> [PROBLEM REQUIREMENTS]
For the data below, tally how many lines contain "trailer" and answer only with that tally.

Spatial localization data
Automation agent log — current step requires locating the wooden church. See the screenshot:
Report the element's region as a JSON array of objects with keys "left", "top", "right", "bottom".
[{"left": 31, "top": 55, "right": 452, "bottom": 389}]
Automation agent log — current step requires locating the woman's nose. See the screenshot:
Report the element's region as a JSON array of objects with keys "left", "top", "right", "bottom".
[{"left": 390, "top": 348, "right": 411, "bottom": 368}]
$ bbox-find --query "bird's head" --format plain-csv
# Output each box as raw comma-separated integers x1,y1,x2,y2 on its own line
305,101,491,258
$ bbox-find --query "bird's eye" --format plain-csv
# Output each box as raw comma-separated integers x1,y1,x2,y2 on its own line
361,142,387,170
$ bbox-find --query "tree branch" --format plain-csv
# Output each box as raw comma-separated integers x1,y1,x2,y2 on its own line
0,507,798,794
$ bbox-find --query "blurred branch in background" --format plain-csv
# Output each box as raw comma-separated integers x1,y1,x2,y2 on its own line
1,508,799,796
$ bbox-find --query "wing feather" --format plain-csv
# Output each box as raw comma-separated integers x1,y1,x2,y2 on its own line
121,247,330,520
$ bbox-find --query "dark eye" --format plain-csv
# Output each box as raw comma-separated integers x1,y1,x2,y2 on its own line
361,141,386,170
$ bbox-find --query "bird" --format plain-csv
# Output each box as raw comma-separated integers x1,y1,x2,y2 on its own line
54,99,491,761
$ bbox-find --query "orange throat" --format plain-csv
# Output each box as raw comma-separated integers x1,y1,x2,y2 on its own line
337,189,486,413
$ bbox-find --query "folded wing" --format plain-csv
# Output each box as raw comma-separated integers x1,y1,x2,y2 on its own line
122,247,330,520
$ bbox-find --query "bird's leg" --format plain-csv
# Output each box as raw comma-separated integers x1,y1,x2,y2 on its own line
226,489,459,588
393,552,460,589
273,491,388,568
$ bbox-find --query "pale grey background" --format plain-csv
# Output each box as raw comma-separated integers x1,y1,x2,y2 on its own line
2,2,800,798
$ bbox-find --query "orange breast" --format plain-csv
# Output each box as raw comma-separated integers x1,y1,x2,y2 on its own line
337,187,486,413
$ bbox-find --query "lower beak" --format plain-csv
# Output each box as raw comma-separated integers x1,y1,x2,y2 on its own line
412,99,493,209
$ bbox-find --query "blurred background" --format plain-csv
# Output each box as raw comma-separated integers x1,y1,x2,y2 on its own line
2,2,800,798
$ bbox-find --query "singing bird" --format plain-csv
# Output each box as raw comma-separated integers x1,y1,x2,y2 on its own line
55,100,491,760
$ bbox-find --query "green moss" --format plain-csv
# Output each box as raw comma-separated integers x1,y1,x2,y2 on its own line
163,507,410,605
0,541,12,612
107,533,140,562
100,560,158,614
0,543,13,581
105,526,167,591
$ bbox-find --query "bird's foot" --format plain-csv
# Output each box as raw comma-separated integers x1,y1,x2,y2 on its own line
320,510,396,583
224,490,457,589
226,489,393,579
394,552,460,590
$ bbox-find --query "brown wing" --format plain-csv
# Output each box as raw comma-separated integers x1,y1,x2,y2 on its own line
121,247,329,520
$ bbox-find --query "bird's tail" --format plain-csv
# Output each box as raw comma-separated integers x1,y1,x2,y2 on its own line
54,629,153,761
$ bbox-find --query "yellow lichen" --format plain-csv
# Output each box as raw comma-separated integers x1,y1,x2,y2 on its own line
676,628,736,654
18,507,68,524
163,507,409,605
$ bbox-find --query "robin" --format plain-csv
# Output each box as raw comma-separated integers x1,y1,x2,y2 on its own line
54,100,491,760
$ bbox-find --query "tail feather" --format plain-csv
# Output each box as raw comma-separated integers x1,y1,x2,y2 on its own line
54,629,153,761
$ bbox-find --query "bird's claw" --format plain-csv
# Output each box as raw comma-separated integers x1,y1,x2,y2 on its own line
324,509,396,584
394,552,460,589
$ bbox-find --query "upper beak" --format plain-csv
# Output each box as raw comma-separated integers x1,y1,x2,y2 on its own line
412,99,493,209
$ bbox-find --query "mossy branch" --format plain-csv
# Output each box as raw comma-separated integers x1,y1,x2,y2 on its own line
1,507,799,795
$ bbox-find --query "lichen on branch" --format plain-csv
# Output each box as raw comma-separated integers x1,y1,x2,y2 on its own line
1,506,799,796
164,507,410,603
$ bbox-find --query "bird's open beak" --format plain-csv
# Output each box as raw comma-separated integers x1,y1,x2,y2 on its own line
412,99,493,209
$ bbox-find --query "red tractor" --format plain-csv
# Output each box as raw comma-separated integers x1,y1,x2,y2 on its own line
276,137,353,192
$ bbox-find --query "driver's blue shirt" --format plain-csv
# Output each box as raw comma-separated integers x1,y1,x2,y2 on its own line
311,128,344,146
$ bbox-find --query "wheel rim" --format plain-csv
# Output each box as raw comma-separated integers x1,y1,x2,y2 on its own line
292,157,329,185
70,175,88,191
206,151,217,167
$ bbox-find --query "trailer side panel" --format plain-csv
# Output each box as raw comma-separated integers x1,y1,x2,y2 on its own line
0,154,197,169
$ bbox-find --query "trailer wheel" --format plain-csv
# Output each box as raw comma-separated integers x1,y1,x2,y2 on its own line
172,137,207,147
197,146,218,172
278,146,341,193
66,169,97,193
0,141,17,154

> [EXERCISE ANSWER]
2